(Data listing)
- - -
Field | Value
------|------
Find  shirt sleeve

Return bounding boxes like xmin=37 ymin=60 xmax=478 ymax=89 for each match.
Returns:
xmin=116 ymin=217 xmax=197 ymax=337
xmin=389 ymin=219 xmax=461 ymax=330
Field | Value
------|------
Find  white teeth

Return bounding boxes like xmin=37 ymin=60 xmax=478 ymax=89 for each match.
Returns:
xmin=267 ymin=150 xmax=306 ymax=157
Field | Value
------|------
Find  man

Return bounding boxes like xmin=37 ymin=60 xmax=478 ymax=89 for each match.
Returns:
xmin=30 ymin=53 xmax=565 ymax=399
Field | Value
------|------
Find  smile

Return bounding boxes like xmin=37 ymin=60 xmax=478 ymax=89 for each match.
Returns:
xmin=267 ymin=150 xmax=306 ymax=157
- - -
What to do: Render the records above as a two-column CSV with the header instruction,boxes and one row per record. Put each record's text under instruction and its answer under boxes, with every field in double quotes and any line breaks replaced by spaces.

Full solution:
instruction,boxes
"Field | Value ------|------ Find  shirt sleeve Return bounding boxes like xmin=37 ymin=60 xmax=478 ymax=89 for each match. Returns:","xmin=116 ymin=217 xmax=197 ymax=337 xmin=389 ymin=219 xmax=461 ymax=330"
"Field | Value ------|------ Find  white teeth Return bounding boxes like xmin=37 ymin=60 xmax=478 ymax=89 for each match. Returns:","xmin=267 ymin=150 xmax=306 ymax=157"
"Field | Value ------|------ Find  man Return bounding boxes like xmin=37 ymin=60 xmax=478 ymax=89 for each match. Returns:","xmin=30 ymin=53 xmax=565 ymax=399"
"Field | Value ------|------ Find  smile Return bounding boxes like xmin=37 ymin=60 xmax=478 ymax=89 for each match. Returns:","xmin=267 ymin=150 xmax=306 ymax=157"